WHAT THE TASK REQUIRES
Repeat the entries exactly but omit the pictures.

=== PROVIDED DATA ===

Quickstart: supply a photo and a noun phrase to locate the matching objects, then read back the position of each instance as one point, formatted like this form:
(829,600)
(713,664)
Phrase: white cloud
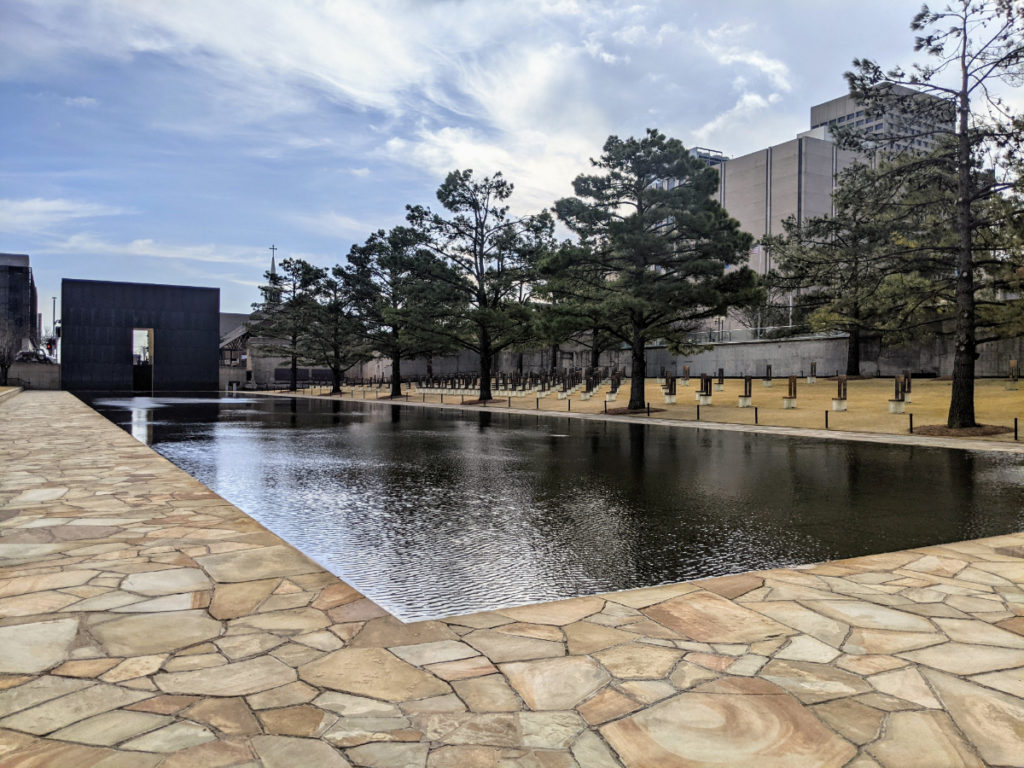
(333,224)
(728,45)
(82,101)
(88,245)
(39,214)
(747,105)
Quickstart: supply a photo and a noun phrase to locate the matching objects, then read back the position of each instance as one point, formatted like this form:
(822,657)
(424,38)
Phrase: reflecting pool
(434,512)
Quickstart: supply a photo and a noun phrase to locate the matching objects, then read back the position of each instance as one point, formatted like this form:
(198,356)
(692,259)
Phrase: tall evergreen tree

===

REPLY
Quickstart: supply a photo and a noun phrase to locate the matching objects, then read back the position of each instance as one point, formatted like this form:
(829,600)
(713,664)
Phrase: white cloud
(333,224)
(728,45)
(82,101)
(88,245)
(39,214)
(747,105)
Quickstart: supply a photo and a noun phrase to locate the matching objects, then read back the position of each instance as one point, formatted like this form:
(822,657)
(424,38)
Phrase: reflecting pool
(434,512)
Quickstart: supply a photo and a noun phrase to locate the matching objects, then read back the position of each instance as one point, formatted like this form:
(198,356)
(692,259)
Phrase: tall evergreen tree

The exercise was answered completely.